# Exercise requirements
Can you update the lines below by replacing "wood grain texture" with "timber grain pattern" and leaving everything else unchanged?

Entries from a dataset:
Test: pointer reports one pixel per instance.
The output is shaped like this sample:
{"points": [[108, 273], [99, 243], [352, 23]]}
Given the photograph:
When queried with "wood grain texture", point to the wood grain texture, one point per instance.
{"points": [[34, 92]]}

# Answer
Test: pointer reports one pixel per instance.
The output is shaped like this sample:
{"points": [[108, 273], [99, 243], [352, 23]]}
Given the photograph:
When queried with "timber grain pattern", point to the timber grain pattern, one point per instance.
{"points": [[34, 92]]}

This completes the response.